# Problem A:
Output everything from "First of all, let" down to "kernel PRNG state." in the post on the Cyrus POP3 issue, word for word.
# Problem B:
Please go on with the post on the Cyrus POP3 issue, starting after its final sentence.

# Given passage:
__________________________________________________

Cyrus POP3 Issue

Marco Colombo marco at esi.it
Fri Mar 4 10:32:09 EST 2005


First of all, let me state that I don't really believe that attacking the
internal state of the kernel PRNG is pratical at all. It is possible,
in theory. Using /dev/urandom is pretty safe for many real-world uses.
We're discussing theory here.

Henrique de Moraes Holschuh wrote:
> On Fri, 04 Mar 2005, Marco Colombo wrote:
> 
>>You do want to use /dev/random for your session keys. _They_ are
>>likely going to attack your session keys, not your master key. The whole
>>point is to guess as many bits as possible of the kernel PRNG state.
> 
> 
> Which, in a Cyrus server, won't be helpful since there is a lot of disk
> activity and the PRNG state changes quite often, provided you don't keep it
> drained (and thus without activity because nobody can talk to the server!).
> 
> Using random instead of urandom goes a long way into helping to keep the
> pool drained (the kernels usually protect a small amount of entropy 
> won't let urandom drain it completely).

Well, the problem is simple. Let's say your server generated 100 session
keys in the last minute. If the system collected at least 100*key size
random bits, you could have used /dev/random. If it not, and you used
/dev/urandom, the attacker has fewer bits to guess. Let E be this number. 
Assuming that he knows the pool state _now_ (that is, he collects enough 
keys and is able to break SHA1 and reverse the PRNG algorithm to obtain 
its state), in order to get the pool state _one minute_ ago, he has to
guess E bits only, which it is easier than guessing all 100 keys. Every
_single_ bit you got out of /dev/urandom for your session keys when
/dev/random would have blocked _halves_ the attacker's effort.

__________________________________________________

# Stored data:

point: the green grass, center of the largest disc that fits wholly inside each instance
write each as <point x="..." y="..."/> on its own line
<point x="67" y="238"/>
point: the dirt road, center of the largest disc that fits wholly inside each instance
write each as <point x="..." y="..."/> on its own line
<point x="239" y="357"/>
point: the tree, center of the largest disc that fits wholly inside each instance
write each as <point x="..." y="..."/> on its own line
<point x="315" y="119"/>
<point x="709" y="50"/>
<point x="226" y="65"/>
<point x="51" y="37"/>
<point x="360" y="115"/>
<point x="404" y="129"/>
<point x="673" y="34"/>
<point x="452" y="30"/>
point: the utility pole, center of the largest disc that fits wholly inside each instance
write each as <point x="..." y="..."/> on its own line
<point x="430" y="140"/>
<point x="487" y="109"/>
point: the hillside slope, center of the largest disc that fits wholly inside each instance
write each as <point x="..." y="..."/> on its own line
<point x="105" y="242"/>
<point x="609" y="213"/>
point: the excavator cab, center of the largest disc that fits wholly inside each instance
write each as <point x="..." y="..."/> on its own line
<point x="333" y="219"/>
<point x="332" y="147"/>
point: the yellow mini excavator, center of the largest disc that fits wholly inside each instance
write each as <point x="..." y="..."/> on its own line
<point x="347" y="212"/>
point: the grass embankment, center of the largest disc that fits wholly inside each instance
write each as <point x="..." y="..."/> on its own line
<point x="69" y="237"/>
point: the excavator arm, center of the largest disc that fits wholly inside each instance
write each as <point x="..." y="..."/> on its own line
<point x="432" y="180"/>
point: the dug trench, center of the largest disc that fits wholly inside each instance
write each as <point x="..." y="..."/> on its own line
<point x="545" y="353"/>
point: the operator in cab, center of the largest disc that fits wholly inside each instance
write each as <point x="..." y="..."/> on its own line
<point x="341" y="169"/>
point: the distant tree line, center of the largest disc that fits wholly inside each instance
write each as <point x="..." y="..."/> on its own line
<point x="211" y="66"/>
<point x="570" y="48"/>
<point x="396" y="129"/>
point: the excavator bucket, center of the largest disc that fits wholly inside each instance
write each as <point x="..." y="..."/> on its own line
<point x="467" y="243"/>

__________________________________________________

# Output A:
First of all, let me state that I don't really believe that attacking the
internal state of the kernel PRNG is pratical at all. It is possible,
in theory. Using /dev/urandom is pretty safe for many real-world uses.
We're discussing theory here.

Henrique de Moraes Holschuh wrote:
> On Fri, 04 Mar 2005, Marco Colombo wrote:
> 
>>You do want to use /dev/random for your session keys. _They_ are
>>likely going to attack your session keys, not your master key. The whole
>>point is to guess as many bits as possible of the kernel PRNG state.

# Output B:
>>/dev/random blocks when the kernel thinks the PRNG state could have
>>already been guessed, in pure theory. So the attacker would be able guess
> 
> 
> The hard facts are that most kernel entropy accounting is not anywhere close
> to exact enough, so we cannot rely on it on anything close to a border
> condition (such as the entropy pool being empty, which is the only time
> urandom differs too much from random).  You *are* already depending on the
> security of the PRNG for small ammounts of time (when the entropy in the
> pool is "close" to zero).

Well, the accounting needs not to be accurate at all. _Underestimating_
the randomness in the pool is perfectly safe, and that's what the kernel
does. You can add 1024 bits of "truly" random data to the pool, and
account only 128 entropy bits. So, even if your "truly" random bits were
not so random, you're ok, as long as _at least_ 128 were "truly" random.

Since there's no way to make sure bits are "truly" random at all (all
tests may fail, all devices may be somehow biased, and so on) you can
only reach some level of confidence. Extracting N bits from a "good"
source, injecting them into the pool, and accounting only M entropy bits,
where M<<N, is the only thing you can do. The smaller M, the better.
It's a tradeoff: your confidence vs. the cost of those N bits.

The kernel is quite conservative in estimating randomness, that's why
the pool empties so easily, expecially on headless servers.

And no, you're not depending on the security of the PRNG+hash when you're
using /dev/random, assuming they're not buggy.

> Given that fact, IMHO you are much better using urandom anyway, because the
> system will still work enough close to an empty entropy pool to regen that
> pool a bit.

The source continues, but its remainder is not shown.